EXERCISE PROMPT: Using the records below, write out again exactly the lines that begin at the line containing "Where can you spot the electrical" and end at the line containing "Where can you spot the grass", and no other lines.

····················

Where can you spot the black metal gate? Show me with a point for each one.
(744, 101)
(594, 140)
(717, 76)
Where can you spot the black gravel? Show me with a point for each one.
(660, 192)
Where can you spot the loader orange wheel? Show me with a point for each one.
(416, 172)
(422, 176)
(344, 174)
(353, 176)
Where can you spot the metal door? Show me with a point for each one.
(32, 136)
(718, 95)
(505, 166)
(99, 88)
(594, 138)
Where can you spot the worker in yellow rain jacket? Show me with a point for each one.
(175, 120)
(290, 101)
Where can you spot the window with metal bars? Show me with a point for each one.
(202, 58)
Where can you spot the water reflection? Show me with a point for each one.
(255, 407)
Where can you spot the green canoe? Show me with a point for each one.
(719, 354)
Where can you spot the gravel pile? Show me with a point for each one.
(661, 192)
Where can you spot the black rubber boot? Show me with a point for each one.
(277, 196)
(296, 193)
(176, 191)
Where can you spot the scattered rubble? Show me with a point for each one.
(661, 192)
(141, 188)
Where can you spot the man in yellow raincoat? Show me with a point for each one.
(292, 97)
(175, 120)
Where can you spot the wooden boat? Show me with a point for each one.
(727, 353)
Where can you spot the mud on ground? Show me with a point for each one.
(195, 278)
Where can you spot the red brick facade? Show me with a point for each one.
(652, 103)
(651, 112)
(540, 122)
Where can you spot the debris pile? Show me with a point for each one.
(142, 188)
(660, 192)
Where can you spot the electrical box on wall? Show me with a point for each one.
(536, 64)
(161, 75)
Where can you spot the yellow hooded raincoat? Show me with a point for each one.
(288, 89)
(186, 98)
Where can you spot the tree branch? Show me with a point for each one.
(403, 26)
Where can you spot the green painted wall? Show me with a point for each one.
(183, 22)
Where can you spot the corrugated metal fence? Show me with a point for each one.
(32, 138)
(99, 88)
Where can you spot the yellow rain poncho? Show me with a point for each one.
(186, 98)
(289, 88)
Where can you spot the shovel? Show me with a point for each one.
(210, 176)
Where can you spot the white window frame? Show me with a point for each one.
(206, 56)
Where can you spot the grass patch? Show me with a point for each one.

····················

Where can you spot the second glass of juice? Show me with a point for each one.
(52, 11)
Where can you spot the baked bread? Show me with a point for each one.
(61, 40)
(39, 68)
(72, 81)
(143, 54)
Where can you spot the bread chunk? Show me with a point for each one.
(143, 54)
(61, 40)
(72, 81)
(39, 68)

····················

ANSWER BOX:
Where can you spot the electrical box on wall? Show me with a point for each one.
(536, 64)
(161, 75)
Where can you spot the yellow hooded raincoat? Show me with a point for each one.
(288, 89)
(186, 98)
Where can you spot the tree branch? Show me with a point for each one.
(403, 26)
Where can you spot the green painted wall? Show me with a point for each one.
(183, 22)
Where can you spot the corrugated metal fence? Show me with a point for each one.
(32, 138)
(99, 88)
Where can you spot the yellow rain poncho? Show me with a point for each one.
(186, 98)
(289, 88)
Where can you spot the shovel? Show me with a point for each one.
(210, 176)
Where can you spot the white window frame? Show me with a point for each one.
(206, 56)
Where can you spot the grass patch? Show me with a point for each one.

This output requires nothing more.